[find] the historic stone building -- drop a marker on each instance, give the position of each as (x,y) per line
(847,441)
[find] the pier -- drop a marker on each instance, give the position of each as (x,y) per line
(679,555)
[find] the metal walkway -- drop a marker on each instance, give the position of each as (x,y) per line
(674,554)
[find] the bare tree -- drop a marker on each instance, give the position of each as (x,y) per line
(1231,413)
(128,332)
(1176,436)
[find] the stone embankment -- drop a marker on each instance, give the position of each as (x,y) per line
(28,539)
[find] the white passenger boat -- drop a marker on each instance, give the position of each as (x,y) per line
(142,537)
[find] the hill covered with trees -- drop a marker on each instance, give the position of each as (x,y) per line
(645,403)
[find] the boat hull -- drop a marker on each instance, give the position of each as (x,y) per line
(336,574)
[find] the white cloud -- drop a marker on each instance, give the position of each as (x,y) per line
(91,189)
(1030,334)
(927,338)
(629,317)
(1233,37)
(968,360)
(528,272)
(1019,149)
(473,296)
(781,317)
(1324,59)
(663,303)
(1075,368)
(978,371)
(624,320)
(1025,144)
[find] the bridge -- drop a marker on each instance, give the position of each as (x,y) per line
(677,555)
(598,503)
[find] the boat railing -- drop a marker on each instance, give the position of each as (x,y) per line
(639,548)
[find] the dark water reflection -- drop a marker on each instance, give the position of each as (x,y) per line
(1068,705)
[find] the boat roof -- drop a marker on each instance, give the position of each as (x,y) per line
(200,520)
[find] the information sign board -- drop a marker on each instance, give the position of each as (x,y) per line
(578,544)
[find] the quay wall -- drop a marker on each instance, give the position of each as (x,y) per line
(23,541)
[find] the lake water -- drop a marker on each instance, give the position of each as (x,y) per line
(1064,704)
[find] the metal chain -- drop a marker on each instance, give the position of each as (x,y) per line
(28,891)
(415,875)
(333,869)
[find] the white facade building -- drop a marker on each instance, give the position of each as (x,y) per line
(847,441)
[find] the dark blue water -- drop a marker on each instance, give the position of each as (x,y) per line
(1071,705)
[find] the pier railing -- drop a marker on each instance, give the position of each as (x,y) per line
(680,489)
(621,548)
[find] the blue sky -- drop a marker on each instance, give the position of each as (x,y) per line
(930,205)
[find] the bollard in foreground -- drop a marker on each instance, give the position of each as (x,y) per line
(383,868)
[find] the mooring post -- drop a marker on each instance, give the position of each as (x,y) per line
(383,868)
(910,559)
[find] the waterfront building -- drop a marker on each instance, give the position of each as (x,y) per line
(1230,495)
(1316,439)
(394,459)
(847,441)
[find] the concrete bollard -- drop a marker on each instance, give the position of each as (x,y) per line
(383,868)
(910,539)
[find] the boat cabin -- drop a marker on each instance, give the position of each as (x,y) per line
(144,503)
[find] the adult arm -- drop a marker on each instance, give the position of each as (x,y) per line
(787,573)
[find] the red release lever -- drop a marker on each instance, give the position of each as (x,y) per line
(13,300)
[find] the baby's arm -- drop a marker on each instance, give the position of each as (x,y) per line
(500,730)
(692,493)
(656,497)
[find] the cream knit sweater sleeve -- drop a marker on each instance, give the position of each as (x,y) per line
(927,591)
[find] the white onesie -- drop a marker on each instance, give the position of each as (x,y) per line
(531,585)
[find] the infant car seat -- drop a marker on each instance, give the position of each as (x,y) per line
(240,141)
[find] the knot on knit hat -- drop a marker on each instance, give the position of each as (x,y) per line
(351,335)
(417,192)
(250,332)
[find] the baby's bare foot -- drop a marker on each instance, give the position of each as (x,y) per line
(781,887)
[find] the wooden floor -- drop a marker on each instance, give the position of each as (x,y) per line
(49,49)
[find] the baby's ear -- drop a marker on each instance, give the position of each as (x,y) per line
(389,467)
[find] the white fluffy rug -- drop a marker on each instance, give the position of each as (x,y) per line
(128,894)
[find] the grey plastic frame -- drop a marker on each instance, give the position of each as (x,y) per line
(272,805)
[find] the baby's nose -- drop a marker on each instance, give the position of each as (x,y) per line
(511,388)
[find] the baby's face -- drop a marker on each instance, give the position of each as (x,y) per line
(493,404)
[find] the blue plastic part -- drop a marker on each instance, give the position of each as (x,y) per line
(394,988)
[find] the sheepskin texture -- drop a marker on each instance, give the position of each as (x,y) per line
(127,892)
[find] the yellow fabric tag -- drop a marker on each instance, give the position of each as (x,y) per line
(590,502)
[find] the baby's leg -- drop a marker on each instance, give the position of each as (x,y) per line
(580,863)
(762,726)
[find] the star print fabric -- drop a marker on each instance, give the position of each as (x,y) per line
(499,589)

· · ·

- _Written task_
Write every record out again, unaltered.

- _Reply to the task_
[find] the historic stone building -- drop a marker on each instance, give the position of each as (x,y) per line
(847,441)
[find] the pier -- drop a marker on each instance, give the position of each as (x,y) per line
(679,555)
[find] the metal walkway -- drop a marker on each instance, give the position of each as (x,y) per line
(674,554)
[find] the bare tree -- drop a marker on each instance, give the position of each as (x,y) per line
(1231,413)
(128,332)
(1176,436)
[find] the stone embankment -- drop a marker on each instance, give the position of each as (x,y) per line
(28,539)
[find] the white passenger boat -- drop a marker on each instance, give the position of each as (x,y) per line
(142,537)
[find] the hill covered with trees -- drop a marker on each instance, give the position of each as (x,y) per line
(645,403)
[find] the boat hull -- drop a marker on each instance, give the position of each as (x,y) per line
(336,574)
[find] the white cloud -- drop a marker on each instance, give the position of each as (x,y) per line
(91,189)
(1030,334)
(927,338)
(629,317)
(1233,37)
(968,360)
(528,272)
(1019,149)
(473,296)
(781,317)
(1324,59)
(663,303)
(1075,368)
(978,371)
(624,320)
(1025,144)
[find] the bridge -- drop a marker on each instance, give the position of each as (x,y) per line
(677,555)
(598,503)
[find] the boat railing -- drop a marker on each instance, give the position of each as (x,y) per line
(639,548)
[find] the dark water reflection -- drop a marker on each instance, give the position of each as (x,y) per line
(1068,705)
[find] the boat roof -- drop a marker on each instance, give the position of each as (x,y) per line
(200,520)
[find] the information sign board -- drop a marker on each instance, give the position of each as (x,y) per line
(578,544)
[find] the quay wall -- drop a marker on each instance, give the position of each as (x,y) per line
(23,541)
[find] the lake water -- drop a marker on each instance, give the position of each as (x,y) per line
(1064,704)
[find] the metal chain -- drop a marker on each instance, give the position of each as (x,y) per line
(28,891)
(415,875)
(333,869)
[find] the white facade building -- drop a marker on each instance, give the position of each as (x,y) per line
(847,441)
[find] the dark blue water -- drop a marker on each instance, give the position of each as (x,y) per line
(1071,705)
[find] the pier railing -- drop a marker on each instance, give the position of each as (x,y) per line
(680,489)
(621,548)
[find] the blue sky -- drop a marker on each instance, give the position of each as (x,y) per line
(930,205)
[find] the bollard in foreground -- drop a marker on each instance, give the position of each as (x,y) per line
(383,868)
[find] the mooring post -- drop a marker on each instance, give the position of each as (x,y) per line
(383,868)
(910,559)
[find] the waterfront building -- drop a marker on each instance, give the position of each as (x,y) per line
(1230,495)
(1316,439)
(394,459)
(847,441)
[find] the concrete bollard -- drop a marker on each instance, give the position of each as (x,y) per line
(383,868)
(910,539)
[find] the boat cabin -- drop a marker on each instance, give the position of each as (x,y) per line
(144,503)
[find] the adult arm -- drop a marker on each instance, give the position of each as (x,y) per line
(787,573)
[find] the red release lever -- drop a marker on each instance, give the position of each as (x,y) per line
(13,300)
[find] the baby's arm -- drop a marker on each instance, give the position of each as (x,y) per line
(500,730)
(692,493)
(656,497)
[find] the cream knit sweater sleeve -- drop a marker on each instance, give the position of each as (x,y) per line
(927,591)
[find] the white onesie -- drop a marker on each instance, give the position of each as (x,y) per line
(531,585)
[find] the infant car seat -- drop a marker on each instance, give the position of each as (x,y) per line
(240,141)
[find] the knot on knit hat -- drop a marker on each instance, give the position of each as (x,y) per line
(351,335)
(417,192)
(250,332)
[find] the baby's bare foot -- drop a marker on each instance, give the position of each as (x,y) per line
(781,887)
[find] the wooden floor -- drop a marker on each instance, give the position of each as (x,y) per line
(49,49)
[find] the baby's ear -- drop a marker on each instance, give the position of each as (x,y) per line
(389,467)
[find] the white fluffy rug -- drop a marker on each instance, give the position of each as (x,y) per line
(128,894)
[find] the grey plastic frame -- drop a marker on each instance, give the position of each as (x,y) per line
(272,805)
[find] the baby's nose -- drop a marker on each instance, give the position of each as (x,y) per line
(511,388)
[find] the baby's face -- drop a marker on each instance, give the position of each as (x,y) per line
(493,404)
[find] the blue plastic part -- drop a marker on each instance, give the position of each as (x,y) per line
(394,988)
[find] the sheepskin texture -- drop a marker on each instance, give the position of each as (x,y) per line
(127,892)
[find] the yellow fabric tag -- drop a marker on each instance, give the position of each as (x,y) per line
(590,502)
[find] the baby's leg -- drop a marker on each instance, give the position of each as (x,y) per line
(580,863)
(762,726)
[find] the star print fabric -- drop a marker on each instance, give the position of each as (x,y) per line
(499,589)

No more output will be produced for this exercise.